» TEXT EXTRACT
While I think many points are valid, I would offer that the progressive line can also pose a threat, in the sense that it is expected.  Essentially, if things are given to an individual freely, by nature the individual will not only come to expect it, but also feel less of a need to work towards it as a goal.  This is true within masonry, as well as in the broader "real"/profane world.  To illustrate, if I a man starts in working the progressive line, he can reasonably calculate, depending On the norms of his lodge and his jurisdiction, how long it will be until he will sit as Worshipful.  This mentality engenders a sense of entitlement.  This is obviously not the case everywhere, but the risk is present that life may become stagnant by having a number of members who simply "do their time" in the lower chairs until the reach WM.  To put it more rhetorically, a lodge may have a number of men who have sat as WM, but may not have many men who have been true Worshipful Masters.  This is the danger posed to any organization that is institutionalized.

"Building leaders" can be either a very apt description of a manifestation of Masonry, but it can also be a meaningless element of a broader, bureaucratic-like system.  Ultimately, this is not the result of whether a lodge utilizes the progressive line or not, but of the individual members in the lodge.  IMHO, from my limited POV, not yet being a brother,  TO lodges seem to form men in a more complete way. Either form, TO or otherwise, can accomplish this.  We should focus on meaningful instruction of individual members first, then concern ourselves over lodge organization and practice.


----------



## dfreybur (Nov 10, 2014)

NY.Light said:


> Essentially, if things are given to an individual freely, by nature the individual will not only come to expect it, but also feel less of a need to work towards it as a goal.



Going through the progressive line is a vast amount of work.  The details vary jurisdiction to jurisdiction but it it at least required to learn much of the ritual (in most jurisdictions all of opening/closing, degrees, in many also the lectures) plus GL sponsored leadership programs and formal business education.

What you have described is the danger of a lodge dying and no longer being able to put its officers through the process for lack of choice, not of men growing complacent in lodges able to keep their line functioning.  Being so new you apparently have not yet learned that having to jump chairs or having PMs in chairs is a sign that a lodge is in danger of losing its charter.  There exist lodges that are standardly in this state but it is not in the founding design.  The founding design is that lodges are born, live, grow old and die.  US jurisdictions in recent decades resist this natural process but that's a blip on the radar lastly only a trivial few decades.


----------



## JJones (Nov 10, 2014)

The progressive line does have it's place when done correctly and I do feel a brother should move through the majority, if not all, of the line before sitting in the East.  That being said, one of the biggest disservices we can do to our lodges and our fraternity as a whole is to advance someone through the line who either won't/can't learn the work, doesn't attend meetings, causes disharmony in the lodge, or simply isn't leadership material.

I also don't agree with advancing the line on a yearly basis.  If the WM is doing a great job  then let him stay in the East and let the majority of the officers maintain their positions if they're willing.  If something works why mess with it?  When the siting WM is ready to pass the hat then you'll (ideally) have a much more qualified line ready to advance.



> having PMs in chairs is a sign that a lodge is in danger of losing its charter.



Not to disagree (and I'm not fond of this fact either) but probably every lodge in my area has the majority of it's offices filled by PMs.  Another reason why, at least IMO, there's no point in rushing the line.

» TASK TO CARRY OUT
Answer these questions from the forum thread on the progressive line:
1. In the opening post, what should be focused on first, before lodge organization and practice?
2. According to dfreybur, what is having to jump chairs or having PMs in chairs a sign of?
3. What does JJones think should happen if the WM is doing a great job?
The data below comes from a separate source unrelated to the forum thread.

» DATA SECTION
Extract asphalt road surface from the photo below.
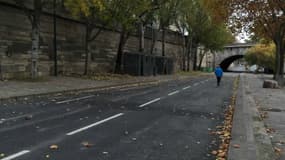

» FINAL ANSWER
1. Meaningful instruction of individual members.
2. That a lodge is in danger of losing its charter.
3. He should stay in the East, and most of the officers should keep their positions if they're willing.